REQUIRED ACTION: In the data below, find each line containing the string "exact" and return it.

[Stored records]
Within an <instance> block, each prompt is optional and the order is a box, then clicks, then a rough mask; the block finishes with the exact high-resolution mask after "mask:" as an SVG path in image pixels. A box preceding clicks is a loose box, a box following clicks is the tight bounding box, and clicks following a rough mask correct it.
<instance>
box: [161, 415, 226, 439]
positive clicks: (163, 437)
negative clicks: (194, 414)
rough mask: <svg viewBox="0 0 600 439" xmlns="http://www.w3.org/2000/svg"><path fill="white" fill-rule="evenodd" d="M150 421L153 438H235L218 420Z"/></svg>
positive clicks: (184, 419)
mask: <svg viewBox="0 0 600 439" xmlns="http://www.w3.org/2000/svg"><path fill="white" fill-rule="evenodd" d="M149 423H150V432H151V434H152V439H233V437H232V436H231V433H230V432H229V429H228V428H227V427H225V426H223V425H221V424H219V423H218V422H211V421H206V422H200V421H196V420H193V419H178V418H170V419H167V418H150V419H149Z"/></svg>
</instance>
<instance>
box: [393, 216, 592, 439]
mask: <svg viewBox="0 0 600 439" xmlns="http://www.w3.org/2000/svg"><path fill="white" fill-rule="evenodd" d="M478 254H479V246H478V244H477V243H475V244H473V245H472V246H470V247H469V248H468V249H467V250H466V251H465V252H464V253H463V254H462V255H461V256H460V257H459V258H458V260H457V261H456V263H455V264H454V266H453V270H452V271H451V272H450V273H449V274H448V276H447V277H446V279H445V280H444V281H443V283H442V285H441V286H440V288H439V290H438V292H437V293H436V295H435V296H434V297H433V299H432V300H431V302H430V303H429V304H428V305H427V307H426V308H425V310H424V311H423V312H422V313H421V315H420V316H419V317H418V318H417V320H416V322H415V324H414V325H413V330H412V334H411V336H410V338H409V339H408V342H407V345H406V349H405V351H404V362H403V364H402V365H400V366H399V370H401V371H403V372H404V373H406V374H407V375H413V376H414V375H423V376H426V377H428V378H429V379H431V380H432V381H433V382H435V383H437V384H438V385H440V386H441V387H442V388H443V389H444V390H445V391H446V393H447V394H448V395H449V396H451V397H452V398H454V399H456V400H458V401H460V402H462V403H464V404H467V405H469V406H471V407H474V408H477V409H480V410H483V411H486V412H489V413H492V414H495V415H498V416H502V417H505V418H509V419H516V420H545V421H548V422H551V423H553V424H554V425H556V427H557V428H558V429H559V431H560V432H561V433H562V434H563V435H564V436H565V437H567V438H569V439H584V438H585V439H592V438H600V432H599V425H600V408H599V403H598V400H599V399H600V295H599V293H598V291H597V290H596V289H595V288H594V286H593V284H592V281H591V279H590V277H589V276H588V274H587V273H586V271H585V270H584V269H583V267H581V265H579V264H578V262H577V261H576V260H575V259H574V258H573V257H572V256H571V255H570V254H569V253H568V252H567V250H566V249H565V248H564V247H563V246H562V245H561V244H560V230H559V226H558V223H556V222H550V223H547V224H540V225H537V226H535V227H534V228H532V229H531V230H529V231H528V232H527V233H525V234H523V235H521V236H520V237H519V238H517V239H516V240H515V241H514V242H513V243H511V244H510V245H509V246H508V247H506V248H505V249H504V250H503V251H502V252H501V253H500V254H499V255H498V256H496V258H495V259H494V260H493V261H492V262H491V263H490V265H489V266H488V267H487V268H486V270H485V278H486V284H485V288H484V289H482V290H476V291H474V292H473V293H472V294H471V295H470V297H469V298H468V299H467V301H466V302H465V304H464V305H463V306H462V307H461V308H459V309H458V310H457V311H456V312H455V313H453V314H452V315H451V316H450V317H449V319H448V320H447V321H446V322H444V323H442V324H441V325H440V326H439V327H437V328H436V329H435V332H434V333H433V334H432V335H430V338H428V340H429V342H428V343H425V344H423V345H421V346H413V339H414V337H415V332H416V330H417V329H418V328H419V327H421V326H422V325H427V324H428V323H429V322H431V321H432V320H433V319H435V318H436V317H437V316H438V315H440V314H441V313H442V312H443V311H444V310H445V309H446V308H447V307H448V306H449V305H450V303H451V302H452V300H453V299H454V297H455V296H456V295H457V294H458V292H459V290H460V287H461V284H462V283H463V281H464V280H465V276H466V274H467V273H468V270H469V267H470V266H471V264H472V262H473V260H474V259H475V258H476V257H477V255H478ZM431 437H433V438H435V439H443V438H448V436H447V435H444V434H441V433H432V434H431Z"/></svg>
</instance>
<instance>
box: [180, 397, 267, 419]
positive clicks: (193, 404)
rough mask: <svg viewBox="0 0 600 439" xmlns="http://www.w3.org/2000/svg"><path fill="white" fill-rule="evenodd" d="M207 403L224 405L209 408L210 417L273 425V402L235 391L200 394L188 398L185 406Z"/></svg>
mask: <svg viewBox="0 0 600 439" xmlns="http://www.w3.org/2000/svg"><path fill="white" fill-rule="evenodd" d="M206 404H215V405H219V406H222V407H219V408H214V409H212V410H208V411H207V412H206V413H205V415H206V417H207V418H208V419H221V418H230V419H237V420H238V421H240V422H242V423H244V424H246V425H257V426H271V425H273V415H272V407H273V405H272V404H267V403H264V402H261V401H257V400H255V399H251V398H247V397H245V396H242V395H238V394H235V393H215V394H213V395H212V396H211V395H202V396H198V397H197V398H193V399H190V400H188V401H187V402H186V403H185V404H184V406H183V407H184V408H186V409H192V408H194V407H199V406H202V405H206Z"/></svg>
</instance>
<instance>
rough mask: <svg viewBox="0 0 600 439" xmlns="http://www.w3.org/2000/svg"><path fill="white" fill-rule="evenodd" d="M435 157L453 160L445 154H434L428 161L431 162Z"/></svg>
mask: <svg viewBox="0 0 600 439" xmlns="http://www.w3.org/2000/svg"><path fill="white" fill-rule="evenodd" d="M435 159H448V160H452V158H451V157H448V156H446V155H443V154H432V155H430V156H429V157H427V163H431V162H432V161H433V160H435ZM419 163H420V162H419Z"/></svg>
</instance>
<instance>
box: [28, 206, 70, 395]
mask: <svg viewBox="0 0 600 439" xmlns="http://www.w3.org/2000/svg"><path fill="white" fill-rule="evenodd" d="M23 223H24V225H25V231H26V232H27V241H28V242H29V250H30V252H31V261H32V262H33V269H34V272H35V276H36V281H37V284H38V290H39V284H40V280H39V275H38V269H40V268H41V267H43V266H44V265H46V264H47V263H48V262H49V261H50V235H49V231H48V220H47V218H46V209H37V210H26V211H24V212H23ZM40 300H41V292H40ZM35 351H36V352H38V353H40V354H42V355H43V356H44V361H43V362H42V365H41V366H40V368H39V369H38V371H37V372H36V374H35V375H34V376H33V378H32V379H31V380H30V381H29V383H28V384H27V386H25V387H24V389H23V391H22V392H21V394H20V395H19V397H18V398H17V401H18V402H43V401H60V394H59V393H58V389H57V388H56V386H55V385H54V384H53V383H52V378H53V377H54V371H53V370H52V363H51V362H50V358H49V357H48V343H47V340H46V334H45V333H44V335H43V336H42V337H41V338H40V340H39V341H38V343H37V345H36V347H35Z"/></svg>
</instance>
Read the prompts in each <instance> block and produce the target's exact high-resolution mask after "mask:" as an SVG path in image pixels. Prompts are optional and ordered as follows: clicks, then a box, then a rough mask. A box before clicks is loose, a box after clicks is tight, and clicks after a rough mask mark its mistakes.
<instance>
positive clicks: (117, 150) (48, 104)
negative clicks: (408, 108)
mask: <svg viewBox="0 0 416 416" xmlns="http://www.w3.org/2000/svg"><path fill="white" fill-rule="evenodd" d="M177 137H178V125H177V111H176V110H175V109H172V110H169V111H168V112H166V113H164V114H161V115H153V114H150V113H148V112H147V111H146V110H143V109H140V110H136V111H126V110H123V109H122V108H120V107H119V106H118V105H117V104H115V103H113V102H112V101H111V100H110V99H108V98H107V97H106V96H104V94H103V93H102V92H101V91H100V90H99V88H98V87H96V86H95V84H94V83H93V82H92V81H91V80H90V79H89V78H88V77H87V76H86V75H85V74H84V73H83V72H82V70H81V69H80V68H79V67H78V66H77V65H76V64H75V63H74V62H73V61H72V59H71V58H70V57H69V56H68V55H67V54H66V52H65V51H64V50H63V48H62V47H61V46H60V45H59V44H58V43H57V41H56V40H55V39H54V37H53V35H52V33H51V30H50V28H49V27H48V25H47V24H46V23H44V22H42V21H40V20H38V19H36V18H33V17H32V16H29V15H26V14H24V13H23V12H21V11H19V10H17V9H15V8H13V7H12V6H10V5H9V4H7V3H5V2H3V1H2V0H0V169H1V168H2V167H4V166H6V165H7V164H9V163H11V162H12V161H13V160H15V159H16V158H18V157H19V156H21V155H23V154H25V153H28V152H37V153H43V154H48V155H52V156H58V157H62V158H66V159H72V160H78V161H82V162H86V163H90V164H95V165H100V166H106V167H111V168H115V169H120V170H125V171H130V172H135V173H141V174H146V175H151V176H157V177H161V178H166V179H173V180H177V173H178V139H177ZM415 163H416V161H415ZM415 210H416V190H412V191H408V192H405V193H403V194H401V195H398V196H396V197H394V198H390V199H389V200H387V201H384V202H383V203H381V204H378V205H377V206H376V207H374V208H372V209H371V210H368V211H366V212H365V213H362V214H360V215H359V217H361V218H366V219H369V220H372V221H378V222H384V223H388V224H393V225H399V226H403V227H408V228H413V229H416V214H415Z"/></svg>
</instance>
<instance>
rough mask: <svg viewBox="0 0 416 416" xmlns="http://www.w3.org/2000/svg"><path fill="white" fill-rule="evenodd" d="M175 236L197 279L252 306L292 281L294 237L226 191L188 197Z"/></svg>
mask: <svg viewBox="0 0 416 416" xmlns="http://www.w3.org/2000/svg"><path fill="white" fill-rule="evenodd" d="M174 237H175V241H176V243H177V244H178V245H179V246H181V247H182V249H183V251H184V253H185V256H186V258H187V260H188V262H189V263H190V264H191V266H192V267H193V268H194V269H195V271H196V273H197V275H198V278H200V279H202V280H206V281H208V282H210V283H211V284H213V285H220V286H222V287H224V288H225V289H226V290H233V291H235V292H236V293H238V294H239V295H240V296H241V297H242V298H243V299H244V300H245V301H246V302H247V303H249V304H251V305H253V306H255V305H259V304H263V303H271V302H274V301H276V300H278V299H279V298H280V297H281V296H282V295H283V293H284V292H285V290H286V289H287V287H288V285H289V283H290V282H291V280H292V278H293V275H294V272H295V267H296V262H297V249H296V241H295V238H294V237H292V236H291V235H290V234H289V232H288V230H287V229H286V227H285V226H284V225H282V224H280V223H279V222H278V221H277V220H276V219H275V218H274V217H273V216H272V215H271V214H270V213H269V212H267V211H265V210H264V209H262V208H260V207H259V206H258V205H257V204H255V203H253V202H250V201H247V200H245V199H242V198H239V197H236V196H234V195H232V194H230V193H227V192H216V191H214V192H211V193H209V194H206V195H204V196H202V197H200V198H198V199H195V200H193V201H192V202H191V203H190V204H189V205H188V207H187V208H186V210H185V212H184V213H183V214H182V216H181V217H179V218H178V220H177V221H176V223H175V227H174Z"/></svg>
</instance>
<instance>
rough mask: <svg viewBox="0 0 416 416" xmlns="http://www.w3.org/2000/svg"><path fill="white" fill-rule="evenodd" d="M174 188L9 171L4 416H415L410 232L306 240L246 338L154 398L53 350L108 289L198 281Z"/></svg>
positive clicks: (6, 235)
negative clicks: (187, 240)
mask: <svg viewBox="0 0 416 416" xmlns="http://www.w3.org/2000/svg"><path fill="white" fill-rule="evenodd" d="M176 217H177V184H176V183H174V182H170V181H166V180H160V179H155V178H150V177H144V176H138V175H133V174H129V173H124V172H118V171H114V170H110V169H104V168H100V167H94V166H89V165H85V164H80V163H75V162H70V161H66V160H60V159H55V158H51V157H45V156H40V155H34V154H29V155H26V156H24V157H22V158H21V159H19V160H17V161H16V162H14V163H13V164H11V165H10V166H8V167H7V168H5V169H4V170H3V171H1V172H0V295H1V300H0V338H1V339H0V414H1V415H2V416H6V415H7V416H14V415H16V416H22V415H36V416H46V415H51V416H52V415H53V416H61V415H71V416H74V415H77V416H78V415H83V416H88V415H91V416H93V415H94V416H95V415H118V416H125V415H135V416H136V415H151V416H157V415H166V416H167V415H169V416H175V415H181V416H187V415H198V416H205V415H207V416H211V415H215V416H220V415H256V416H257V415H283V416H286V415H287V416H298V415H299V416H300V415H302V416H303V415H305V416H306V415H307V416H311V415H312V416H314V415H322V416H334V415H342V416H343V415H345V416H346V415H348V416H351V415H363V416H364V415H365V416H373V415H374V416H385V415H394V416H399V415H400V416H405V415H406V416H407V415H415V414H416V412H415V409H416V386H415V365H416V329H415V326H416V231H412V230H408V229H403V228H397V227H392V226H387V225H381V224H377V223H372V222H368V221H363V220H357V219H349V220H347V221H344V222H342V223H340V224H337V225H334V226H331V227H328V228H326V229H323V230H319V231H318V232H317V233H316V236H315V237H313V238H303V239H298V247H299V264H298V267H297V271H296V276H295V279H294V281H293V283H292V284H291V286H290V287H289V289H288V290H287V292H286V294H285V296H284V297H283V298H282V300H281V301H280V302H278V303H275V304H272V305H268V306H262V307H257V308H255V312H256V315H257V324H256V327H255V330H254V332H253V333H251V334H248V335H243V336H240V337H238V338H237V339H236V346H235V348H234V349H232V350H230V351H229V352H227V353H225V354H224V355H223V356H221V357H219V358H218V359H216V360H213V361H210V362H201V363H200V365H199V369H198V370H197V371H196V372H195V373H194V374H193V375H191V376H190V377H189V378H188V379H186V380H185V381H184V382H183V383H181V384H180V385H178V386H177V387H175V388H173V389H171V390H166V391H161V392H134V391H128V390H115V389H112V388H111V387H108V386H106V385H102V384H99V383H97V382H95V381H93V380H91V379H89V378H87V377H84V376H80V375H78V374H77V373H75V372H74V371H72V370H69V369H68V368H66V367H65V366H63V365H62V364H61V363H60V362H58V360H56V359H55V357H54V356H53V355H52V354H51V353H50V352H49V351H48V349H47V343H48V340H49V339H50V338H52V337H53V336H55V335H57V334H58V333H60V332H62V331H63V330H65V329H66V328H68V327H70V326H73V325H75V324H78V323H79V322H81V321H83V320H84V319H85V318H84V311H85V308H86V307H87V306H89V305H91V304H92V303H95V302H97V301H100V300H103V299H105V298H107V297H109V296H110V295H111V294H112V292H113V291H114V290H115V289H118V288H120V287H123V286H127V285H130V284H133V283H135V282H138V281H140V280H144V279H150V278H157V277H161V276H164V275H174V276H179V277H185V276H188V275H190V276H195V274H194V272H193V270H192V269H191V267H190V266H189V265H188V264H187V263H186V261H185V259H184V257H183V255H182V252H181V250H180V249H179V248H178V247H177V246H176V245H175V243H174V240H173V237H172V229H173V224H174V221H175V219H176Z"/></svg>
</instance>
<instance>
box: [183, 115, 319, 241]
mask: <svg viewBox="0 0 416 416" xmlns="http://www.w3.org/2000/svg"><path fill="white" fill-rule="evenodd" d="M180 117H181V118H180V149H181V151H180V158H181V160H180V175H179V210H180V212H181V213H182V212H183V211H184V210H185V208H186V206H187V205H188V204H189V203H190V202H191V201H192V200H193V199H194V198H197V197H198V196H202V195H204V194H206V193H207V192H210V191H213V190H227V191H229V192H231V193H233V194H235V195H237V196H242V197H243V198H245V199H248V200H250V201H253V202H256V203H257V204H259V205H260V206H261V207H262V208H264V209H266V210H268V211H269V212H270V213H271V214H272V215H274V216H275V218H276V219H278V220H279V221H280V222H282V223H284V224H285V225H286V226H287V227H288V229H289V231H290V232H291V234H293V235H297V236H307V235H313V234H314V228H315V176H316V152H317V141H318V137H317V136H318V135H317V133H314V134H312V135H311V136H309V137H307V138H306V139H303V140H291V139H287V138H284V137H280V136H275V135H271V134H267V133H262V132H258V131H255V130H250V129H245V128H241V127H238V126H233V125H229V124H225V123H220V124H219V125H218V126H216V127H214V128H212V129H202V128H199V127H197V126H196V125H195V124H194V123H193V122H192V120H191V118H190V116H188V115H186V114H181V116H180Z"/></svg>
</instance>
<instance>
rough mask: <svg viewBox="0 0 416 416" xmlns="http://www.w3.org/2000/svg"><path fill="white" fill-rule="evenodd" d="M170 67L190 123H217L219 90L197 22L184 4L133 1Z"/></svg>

ANSWER SECTION:
Within an <instance> block, each prompt is optional and the order is a box, then clicks, then a rough mask; the block finishes with the exact high-resolution mask after "mask:" as an SVG path in image pixels. A box preceding clicks is a loose box, a box following clicks is the tight bounding box, and clicks following a rough mask correct it.
Read the prompts in each <instance> block and produce the target's exact high-resolution mask after "mask:" as an SVG path in image pixels. Prompts are optional and ordered as follows: clicks, then a box, then a rough mask. A box before clicks is loose, a box after clicks is tight, and clicks after a rough mask mark its mistakes.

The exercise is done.